| TASK PROMPT |
Copy the records from the line containing "of the officer's" through the end of the records, inclusive, keeping every line, the requests among them. Add 79 to each coordinate in the answers, leaving the sample coordinates within the requests unchanged.

==============================

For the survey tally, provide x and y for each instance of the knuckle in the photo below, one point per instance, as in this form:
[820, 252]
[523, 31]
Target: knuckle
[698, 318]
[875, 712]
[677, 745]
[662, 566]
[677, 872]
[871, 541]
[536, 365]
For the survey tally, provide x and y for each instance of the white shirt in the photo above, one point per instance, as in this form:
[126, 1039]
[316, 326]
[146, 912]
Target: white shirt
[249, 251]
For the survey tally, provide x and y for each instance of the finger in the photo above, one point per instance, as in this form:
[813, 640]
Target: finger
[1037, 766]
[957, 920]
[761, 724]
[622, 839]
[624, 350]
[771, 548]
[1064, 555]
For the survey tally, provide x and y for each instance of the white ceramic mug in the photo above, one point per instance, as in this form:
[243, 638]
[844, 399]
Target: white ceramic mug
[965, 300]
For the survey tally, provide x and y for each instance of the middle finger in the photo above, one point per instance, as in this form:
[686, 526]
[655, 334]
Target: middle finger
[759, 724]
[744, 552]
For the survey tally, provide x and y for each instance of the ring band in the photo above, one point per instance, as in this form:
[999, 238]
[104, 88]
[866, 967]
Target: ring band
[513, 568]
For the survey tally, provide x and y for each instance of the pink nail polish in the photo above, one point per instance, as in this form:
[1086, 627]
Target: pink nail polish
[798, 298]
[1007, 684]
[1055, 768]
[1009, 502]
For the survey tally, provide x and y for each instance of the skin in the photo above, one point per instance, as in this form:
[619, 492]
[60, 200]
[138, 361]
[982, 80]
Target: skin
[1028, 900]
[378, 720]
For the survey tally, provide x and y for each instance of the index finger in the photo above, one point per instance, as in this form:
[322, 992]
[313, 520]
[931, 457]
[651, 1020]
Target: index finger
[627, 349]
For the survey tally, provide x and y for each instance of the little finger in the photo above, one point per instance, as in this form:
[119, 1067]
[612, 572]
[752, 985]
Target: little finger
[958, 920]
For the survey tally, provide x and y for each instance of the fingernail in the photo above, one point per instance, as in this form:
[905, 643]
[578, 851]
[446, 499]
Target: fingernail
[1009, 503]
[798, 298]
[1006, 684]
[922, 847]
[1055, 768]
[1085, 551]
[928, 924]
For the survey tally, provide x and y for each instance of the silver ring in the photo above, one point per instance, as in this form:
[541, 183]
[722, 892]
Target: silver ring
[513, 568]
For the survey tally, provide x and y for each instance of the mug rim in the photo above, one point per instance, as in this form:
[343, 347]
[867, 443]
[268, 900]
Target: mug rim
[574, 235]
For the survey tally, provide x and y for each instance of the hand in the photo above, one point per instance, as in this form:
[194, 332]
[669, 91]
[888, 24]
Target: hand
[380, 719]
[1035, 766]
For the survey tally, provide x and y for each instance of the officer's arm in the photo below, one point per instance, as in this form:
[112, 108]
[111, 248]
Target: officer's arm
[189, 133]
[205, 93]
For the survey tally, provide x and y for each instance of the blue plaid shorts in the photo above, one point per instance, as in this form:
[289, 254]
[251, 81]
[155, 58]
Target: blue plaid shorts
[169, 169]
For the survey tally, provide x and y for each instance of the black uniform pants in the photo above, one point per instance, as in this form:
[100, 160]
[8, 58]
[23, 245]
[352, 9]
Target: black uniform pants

==============================

| CORRECT OUTPUT |
For the survey tally, provide x and y for each instance of the officer's arm in the photo below, one point per instance, as in this form:
[112, 108]
[111, 248]
Target: officer's arm
[268, 212]
[284, 172]
For the survey tally, provide x and y for each instance of the blue plaid shorts in the photo above, one point per instance, as in this form:
[289, 254]
[251, 81]
[155, 58]
Target: blue plaid shorts
[248, 248]
For the survey tally, provide x and y for each instance of the black uniform pants in the photo above, one point per instance, as in this form:
[100, 160]
[8, 58]
[23, 245]
[352, 9]
Target: black uniform pants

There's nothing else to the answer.